DESCRIPTION OF THE TASK:
An exact restatement of the data is required, with the images omitted.

DATA RECORDS:
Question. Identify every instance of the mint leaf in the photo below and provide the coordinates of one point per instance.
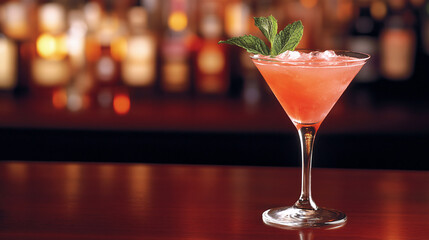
(268, 26)
(251, 43)
(288, 38)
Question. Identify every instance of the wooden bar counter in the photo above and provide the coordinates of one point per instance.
(52, 200)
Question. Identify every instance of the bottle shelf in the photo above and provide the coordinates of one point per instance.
(213, 115)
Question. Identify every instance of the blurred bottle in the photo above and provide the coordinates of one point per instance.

TASK ANSWER:
Question. Identify every instance of the mint leaf in the photo below and provide the coordinates of one point per instance.
(268, 26)
(251, 43)
(288, 38)
Question. Identify every instance of the wooden bar counter in the photo above and provide the coordinates of one point per instance.
(52, 200)
Question. Identify every instance of the bottle shelf in the photo above and provide the coordinates of one point per instance.
(213, 115)
Question. Identify every instance of the blurred bottle in the photo above and provide the coordinates of one point per instance.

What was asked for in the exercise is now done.